Réécrivez le passage sur la campagne référendaire de 1995 en commençant aux mots « Le Oui a continué » et en vous arrêtant après « 1998 (stf-Ryan Remiorz) ». Remplacez-y « négociateur en chef » par « porte-parole principal ».

**Extrait**
--

Les trois chefs se sont finalement entendus. Le 12 juin 1995, ils ont annoncé qu’une période de négociations s’étendrait sur une année en cas de victoire du Oui.

Pendant l’été 1995, les sondages internes du Parti québécois étaient favorables. Un coup de sonde au mois d’août, qui donnait la majorité au camp du Oui, a convaincu les trois chefs d’aller de l’avant avec un deuxième référendum.

En septembre, l’option souverainiste a commencé à dégringoler. Le ministre délégué à la Restructuration, Richard Le Hir, a été soupçonné de favoritisme en lien avec des études sur la souveraineté. En plus, le camp du Non a commencé à s’activer avant le début de la campagne référendaire. Les trois chefs souverainistes ont gardé le cap.

«À un moment, c’est devenu très incertain, s’est rappelé l’ancien conseiller de Jacques Parizeau, Jean-François Lisée. Le chef de cabinet de M. Parizeau, Jean Royer, et moi, on s’est demandé si c’était pire de perdre ou d’être tellement faibles qu’on ne pouvait même pas se poser la question. On s’est dit que si on perdait, au moins, il y aurait un progrès par rapport à 1980.»

Le Oui a continué à plafonner dans les sondages. Il a remonté avec la nomination de Lucien Bouchard comme négociateur en chef. Un geste de totale «abnégation» de M. Parizeau, disent ses anciens collaborateurs. «Ça a donné une autre dimension à la campagne», dit Mme Gagnon.

Quebec Referendum photo taken October 29, 1995. (CP PHOTO) 1998 (stf-Ryan Remiorz)

--

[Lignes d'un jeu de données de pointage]

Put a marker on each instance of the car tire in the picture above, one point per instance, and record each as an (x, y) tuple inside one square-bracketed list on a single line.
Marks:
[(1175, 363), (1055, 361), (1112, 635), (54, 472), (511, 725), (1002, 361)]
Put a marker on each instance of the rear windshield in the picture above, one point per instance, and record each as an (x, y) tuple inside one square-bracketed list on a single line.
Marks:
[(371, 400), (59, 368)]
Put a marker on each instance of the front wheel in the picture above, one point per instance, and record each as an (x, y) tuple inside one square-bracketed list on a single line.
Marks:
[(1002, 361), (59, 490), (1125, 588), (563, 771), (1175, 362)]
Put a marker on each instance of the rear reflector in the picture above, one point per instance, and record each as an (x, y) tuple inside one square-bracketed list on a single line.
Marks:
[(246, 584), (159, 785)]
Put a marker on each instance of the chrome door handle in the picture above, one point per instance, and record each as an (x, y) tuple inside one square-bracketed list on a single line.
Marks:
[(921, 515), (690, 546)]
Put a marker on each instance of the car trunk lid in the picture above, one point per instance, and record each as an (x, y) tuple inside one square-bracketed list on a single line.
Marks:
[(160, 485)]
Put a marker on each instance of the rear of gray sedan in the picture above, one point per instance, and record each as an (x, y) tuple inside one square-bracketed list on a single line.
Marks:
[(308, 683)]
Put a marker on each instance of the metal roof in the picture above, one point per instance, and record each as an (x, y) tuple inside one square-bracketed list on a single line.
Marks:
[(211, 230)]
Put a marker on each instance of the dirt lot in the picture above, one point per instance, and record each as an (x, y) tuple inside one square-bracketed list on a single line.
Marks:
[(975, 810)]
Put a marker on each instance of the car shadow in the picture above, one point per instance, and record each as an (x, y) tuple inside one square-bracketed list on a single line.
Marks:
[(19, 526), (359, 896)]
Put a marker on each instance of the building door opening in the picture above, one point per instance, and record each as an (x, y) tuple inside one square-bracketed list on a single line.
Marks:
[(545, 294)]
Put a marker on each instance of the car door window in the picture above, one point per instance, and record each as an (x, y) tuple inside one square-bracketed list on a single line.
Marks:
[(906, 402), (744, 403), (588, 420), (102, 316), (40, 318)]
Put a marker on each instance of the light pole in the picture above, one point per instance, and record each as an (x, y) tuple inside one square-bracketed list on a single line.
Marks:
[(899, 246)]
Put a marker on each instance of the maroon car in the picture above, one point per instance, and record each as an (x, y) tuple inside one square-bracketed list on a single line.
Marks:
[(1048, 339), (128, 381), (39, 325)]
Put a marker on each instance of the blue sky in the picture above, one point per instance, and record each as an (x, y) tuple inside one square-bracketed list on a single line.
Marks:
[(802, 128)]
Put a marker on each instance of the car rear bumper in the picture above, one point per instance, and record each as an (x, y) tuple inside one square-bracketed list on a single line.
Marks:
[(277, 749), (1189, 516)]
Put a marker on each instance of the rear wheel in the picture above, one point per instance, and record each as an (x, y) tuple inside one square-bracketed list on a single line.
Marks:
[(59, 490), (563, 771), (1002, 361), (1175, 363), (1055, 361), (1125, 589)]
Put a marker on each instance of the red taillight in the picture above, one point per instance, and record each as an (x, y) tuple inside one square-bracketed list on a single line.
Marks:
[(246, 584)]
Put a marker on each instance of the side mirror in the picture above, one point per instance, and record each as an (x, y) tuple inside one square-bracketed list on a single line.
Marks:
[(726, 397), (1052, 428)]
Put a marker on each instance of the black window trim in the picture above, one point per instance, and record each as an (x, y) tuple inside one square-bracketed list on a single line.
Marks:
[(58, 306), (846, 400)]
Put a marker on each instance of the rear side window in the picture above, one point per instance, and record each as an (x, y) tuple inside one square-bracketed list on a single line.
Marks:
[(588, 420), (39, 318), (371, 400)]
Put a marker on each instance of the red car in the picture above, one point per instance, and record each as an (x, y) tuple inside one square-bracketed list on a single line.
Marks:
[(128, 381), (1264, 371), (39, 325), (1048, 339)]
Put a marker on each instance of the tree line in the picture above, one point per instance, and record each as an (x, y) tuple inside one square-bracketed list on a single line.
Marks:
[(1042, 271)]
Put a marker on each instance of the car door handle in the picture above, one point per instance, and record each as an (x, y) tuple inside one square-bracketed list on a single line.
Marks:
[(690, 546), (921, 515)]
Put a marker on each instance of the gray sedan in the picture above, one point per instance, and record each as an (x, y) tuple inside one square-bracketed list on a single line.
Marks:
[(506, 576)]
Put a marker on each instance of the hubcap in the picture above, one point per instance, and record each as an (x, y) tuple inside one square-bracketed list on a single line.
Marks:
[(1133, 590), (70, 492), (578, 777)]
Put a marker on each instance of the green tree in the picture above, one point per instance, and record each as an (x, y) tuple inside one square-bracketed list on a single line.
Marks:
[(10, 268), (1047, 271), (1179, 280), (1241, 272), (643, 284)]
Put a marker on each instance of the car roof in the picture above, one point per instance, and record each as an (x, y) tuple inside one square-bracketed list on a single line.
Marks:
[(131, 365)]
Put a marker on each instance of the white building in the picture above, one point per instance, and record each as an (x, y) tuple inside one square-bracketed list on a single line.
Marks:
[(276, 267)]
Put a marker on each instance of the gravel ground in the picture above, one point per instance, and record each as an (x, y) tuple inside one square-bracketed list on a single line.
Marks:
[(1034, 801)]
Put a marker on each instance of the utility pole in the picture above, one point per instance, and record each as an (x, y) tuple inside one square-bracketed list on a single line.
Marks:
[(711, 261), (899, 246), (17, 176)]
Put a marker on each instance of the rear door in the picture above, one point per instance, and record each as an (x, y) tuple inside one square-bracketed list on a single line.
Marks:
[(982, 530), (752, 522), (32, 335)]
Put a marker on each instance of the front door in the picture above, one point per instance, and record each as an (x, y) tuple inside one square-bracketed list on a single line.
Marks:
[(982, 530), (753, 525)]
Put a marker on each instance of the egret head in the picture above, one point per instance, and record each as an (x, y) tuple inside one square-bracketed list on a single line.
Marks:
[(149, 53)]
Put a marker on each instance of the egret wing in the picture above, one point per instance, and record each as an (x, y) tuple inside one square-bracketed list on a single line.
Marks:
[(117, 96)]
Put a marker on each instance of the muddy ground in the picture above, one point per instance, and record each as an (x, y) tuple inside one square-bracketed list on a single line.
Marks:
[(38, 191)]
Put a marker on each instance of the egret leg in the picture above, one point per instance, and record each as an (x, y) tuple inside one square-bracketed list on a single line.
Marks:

--

**Corrigé**
Le Oui a continué à plafonner dans les sondages. Il a remonté avec la nomination de Lucien Bouchard comme porte-parole principal. Un geste de totale «abnégation» de M. Parizeau, disent ses anciens collaborateurs. «Ça a donné une autre dimension à la campagne», dit Mme Gagnon.

Quebec Referendum photo taken October 29, 1995. (CP PHOTO) 1998 (stf-Ryan Remiorz)